===== Excerpt to read =====
Charlie Sheen in 9/11

Sixteen years later to the week the movie 9/11 directed by Martin Guigui will be released in both the USA and around the world (on 8 September in South Africa).  9/11 is based on an award winning stage play, Elevator, by Patrick Carson, and it tells the story of six people, five of whom are trapped in an elevator in the North Tower, and one of whom is a security worker in the building and their respective fates in this most memorable terrorist attack.

The story is not a particularly engaging one to anyone who knows the facts, so it becomes imperative that the audience cares about the characters in the building and particularly those in the elevator.  The humanisation or personalisation of people involved provides an opportunity to reflect how it was for the people trapped in the building, and perhaps event to reflect on how we might have felt in the same situation. However, I never particularly cared about the characters as individuals and this may be the single biggest weakness of the movie.
===== Recorded data =====
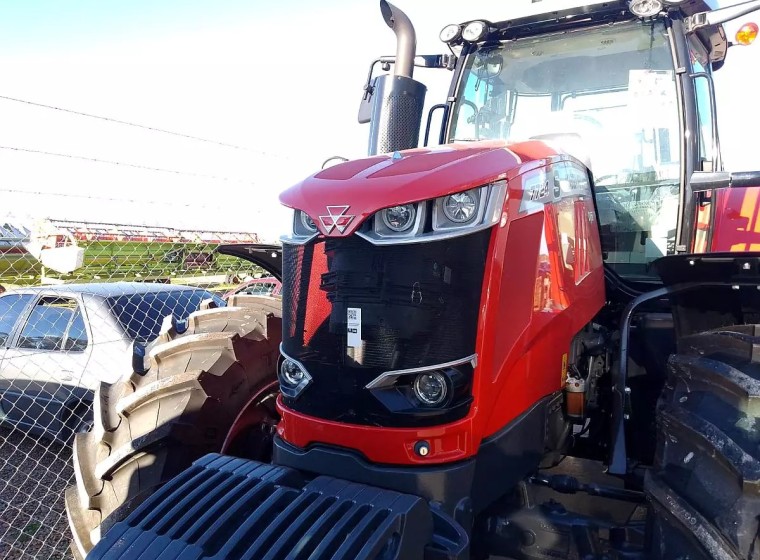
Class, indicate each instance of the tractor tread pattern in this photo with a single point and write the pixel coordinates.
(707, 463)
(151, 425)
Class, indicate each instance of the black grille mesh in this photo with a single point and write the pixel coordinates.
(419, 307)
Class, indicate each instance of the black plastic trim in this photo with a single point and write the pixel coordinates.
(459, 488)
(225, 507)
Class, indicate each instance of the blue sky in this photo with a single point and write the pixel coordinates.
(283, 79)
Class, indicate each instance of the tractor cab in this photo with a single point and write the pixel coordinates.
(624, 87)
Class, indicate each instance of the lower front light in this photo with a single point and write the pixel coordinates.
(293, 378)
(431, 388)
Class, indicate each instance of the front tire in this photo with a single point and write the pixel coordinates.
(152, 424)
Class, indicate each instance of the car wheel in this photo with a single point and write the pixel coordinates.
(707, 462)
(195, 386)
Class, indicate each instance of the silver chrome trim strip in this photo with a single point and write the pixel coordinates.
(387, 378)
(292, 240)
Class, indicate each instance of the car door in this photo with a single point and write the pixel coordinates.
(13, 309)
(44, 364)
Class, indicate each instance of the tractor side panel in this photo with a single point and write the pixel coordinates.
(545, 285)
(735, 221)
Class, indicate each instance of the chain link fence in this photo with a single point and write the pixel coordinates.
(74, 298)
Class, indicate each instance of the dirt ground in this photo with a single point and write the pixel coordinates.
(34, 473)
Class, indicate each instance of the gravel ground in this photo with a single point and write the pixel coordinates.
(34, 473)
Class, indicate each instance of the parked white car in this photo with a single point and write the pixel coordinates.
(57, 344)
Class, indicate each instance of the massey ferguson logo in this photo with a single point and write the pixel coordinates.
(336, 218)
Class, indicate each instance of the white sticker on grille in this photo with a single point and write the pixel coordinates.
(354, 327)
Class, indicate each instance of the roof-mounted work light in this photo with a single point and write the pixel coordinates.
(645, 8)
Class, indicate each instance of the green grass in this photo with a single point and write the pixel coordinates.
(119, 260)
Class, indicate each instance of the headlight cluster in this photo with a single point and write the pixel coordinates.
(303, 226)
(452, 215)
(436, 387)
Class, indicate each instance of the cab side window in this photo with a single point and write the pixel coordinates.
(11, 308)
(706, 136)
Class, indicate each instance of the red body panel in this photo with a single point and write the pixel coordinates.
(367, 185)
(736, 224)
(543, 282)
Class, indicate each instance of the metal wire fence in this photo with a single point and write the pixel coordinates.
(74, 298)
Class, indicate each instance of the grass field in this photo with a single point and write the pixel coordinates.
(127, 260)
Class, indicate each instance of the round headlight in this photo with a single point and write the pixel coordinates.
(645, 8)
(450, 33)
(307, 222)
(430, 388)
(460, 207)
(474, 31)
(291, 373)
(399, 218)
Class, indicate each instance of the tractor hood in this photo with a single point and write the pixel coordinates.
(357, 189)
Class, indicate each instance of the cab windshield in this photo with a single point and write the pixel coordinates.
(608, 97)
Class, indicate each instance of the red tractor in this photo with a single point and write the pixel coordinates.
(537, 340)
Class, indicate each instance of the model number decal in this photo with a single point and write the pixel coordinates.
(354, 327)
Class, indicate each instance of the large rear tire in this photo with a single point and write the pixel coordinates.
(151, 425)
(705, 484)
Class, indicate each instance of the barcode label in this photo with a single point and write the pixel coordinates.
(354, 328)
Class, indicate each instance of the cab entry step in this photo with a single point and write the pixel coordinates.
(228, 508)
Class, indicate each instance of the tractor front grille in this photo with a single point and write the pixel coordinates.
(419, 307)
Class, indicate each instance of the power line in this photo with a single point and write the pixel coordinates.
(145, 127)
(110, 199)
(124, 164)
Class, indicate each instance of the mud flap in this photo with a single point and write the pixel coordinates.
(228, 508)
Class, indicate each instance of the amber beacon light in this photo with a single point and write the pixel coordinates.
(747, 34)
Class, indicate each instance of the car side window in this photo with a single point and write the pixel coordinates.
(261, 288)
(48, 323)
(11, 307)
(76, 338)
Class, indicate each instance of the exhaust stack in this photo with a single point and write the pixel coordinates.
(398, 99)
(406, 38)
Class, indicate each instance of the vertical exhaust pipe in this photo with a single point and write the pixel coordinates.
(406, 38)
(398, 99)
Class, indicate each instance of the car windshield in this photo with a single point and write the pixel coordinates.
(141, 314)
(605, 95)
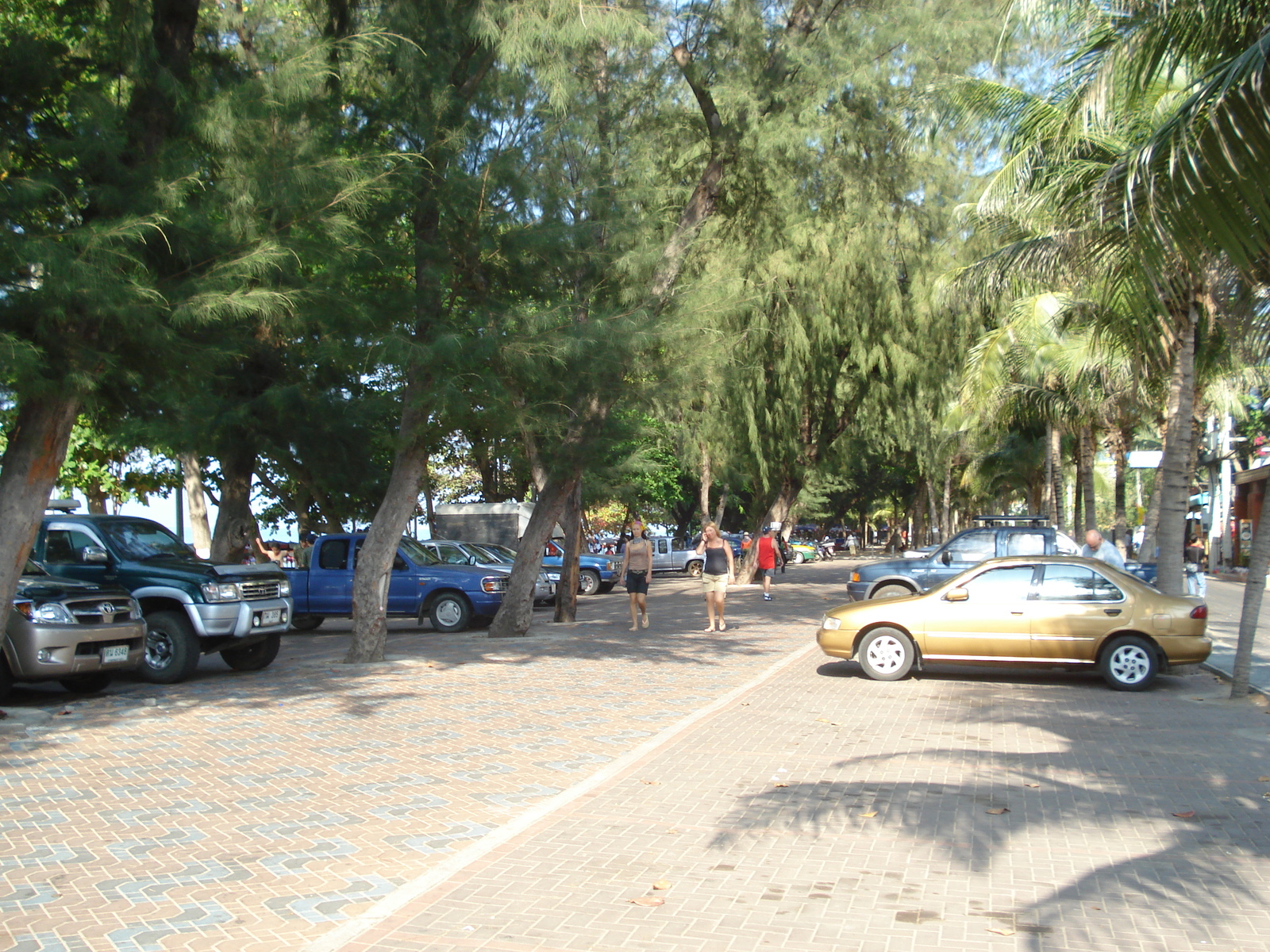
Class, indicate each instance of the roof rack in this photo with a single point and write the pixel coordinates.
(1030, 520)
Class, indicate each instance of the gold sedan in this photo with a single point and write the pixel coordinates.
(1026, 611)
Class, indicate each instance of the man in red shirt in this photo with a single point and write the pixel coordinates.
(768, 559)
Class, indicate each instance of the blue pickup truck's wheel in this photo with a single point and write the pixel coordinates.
=====
To do —
a – Reproduce word for word the part of the review from "Charlie Sheen in" up to and including "memorable terrorist attack.".
b – According to the review, who wrote the stage play on which the movie 9/11 is based?
c – Shorten the paragraph of the review that opens with "Sixteen years later to the week," keeping its main facts.
The rows have no role in this work.

Responses to the exercise —
a –
Charlie Sheen in 9/11

Sixteen years later to the week the movie 9/11 directed by Martin Guigui will be released in both the USA and around the world (on 8 September in South Africa).  9/11 is based on an award winning stage play, Elevator, by Patrick Carson, and it tells the story of six people, five of whom are trapped in an elevator in the North Tower, and one of whom is a security worker in the building and their respective fates in this most memorable terrorist attack.

b – Patrick Carson

c – Sixteen years later to the week, Martin Guigui's movie 9/11 is being released in the USA and worldwide (on 8 September in South Africa). It is based on Patrick Carson's award-winning stage play Elevator. It follows six people and their fates in the attack: five trapped in an elevator in the North Tower and a security worker in the building.